→ 任务要求
从包含"Each <instance> block gives"的那一行开始，到包含"box: [264, 79, 480, 280]"的那一行结束，能否把这几行中的"rough mask"一律改成"coarse mask"，其余照原样，再写一遍？

→ 所给数据
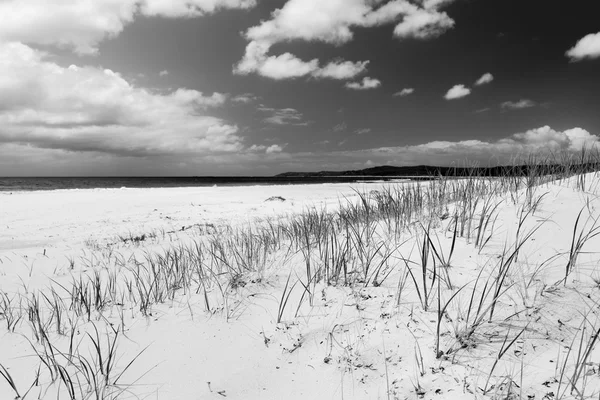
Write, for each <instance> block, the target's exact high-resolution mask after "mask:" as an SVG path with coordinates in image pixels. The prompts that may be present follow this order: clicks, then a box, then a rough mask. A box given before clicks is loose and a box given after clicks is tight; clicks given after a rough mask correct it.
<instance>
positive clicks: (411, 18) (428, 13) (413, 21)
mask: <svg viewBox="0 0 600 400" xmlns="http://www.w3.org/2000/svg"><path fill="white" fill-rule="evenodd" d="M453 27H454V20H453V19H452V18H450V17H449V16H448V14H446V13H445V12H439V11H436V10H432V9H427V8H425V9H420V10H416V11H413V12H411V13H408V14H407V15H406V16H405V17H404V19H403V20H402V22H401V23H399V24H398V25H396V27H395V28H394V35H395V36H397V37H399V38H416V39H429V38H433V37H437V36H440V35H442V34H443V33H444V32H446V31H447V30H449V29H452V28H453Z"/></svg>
* * *
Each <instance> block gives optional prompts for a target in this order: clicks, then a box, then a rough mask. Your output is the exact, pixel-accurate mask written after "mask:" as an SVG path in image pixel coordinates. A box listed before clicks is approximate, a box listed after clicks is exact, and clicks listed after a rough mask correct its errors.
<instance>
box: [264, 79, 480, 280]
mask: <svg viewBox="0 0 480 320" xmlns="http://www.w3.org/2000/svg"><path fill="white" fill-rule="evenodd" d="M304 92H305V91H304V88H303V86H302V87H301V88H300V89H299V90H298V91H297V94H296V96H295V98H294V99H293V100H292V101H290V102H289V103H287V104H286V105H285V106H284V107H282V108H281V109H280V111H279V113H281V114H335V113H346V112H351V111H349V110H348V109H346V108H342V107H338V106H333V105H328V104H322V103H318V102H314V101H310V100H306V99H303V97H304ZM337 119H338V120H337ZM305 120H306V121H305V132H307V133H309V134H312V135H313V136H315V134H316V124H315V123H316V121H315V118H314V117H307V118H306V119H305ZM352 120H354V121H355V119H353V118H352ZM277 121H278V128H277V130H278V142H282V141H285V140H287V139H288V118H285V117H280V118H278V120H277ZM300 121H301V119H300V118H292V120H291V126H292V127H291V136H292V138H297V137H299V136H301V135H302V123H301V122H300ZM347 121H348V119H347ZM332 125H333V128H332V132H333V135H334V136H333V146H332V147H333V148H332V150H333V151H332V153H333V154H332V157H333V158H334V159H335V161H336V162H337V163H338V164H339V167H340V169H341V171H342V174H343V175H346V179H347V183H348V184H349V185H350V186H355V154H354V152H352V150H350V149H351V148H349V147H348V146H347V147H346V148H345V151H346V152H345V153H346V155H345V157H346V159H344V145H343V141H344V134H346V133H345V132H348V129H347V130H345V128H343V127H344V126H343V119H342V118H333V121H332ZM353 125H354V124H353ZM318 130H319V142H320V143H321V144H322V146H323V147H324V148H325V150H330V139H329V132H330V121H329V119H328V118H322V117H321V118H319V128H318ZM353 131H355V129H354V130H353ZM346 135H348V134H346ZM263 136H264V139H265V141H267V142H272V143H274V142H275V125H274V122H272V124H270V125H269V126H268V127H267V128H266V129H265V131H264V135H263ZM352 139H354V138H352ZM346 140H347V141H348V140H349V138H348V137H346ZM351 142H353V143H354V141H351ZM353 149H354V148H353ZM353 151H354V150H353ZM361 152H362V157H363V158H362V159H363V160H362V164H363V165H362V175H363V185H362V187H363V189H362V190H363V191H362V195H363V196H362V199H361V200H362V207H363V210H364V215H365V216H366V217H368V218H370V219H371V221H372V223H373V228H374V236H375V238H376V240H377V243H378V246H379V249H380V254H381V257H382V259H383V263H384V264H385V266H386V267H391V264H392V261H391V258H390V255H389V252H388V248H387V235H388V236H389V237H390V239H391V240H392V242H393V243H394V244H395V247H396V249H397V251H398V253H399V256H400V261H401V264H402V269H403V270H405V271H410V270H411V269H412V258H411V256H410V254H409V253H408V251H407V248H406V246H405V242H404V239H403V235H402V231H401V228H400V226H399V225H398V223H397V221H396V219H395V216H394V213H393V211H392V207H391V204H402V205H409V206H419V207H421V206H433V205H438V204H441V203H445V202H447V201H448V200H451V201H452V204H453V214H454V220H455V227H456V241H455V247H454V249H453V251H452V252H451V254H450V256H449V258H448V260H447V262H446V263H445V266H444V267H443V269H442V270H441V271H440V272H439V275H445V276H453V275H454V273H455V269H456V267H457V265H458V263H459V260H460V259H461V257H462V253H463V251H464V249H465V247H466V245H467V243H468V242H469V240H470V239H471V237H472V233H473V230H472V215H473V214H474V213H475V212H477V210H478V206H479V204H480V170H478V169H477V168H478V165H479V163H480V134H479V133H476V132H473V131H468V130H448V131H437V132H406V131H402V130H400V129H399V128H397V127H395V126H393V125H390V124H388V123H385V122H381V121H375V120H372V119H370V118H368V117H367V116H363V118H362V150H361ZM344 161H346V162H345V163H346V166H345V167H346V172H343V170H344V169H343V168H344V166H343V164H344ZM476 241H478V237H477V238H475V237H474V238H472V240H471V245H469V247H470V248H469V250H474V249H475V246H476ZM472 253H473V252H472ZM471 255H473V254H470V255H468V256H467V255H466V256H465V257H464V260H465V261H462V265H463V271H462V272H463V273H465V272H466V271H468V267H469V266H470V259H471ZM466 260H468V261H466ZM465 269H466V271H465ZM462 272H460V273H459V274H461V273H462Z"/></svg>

→ 参考解答
Each <instance> block gives optional prompts for a target in this order: clicks, then a box, then a coarse mask. Your output is the exact, pixel-accurate mask written after "mask:" as an SVG path in image pixel coordinates. A box listed before clicks is approximate, a box listed after clicks is exact, and clicks listed after a coarse mask correct its errors.
<instance>
box: [264, 79, 480, 280]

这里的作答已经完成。